* [Tujuan Latihan] Tolong tukar setiap "clicks" dengan "taps" di semua baris di bawah, lalu tulis ulang baris-baris itu tanpa perubahan lain. Gambar tidak perlu dimasukkan ke dalam jawaban.

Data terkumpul
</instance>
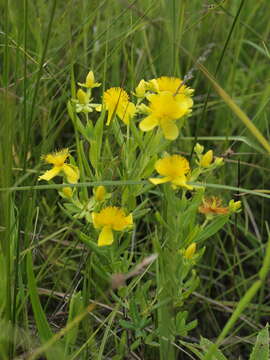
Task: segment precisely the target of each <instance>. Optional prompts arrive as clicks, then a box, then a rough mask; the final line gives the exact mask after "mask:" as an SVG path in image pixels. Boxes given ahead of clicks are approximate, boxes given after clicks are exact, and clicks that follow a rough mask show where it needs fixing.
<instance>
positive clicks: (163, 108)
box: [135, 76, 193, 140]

* [Solusi Latihan]
</instance>
Task: segment precisely the target of each <instance>. Optional prompts arrive as taps, then a box, then a rough mask; the final line gives the exact mask after "mask:" as an SVG path in image pixels. Boxes given ahead of taps are approximate, boxes given after taps are exact, and taps that follow a rough mask show where it needs fixing.
<instance>
positive taps: (163, 108)
box: [135, 76, 193, 140]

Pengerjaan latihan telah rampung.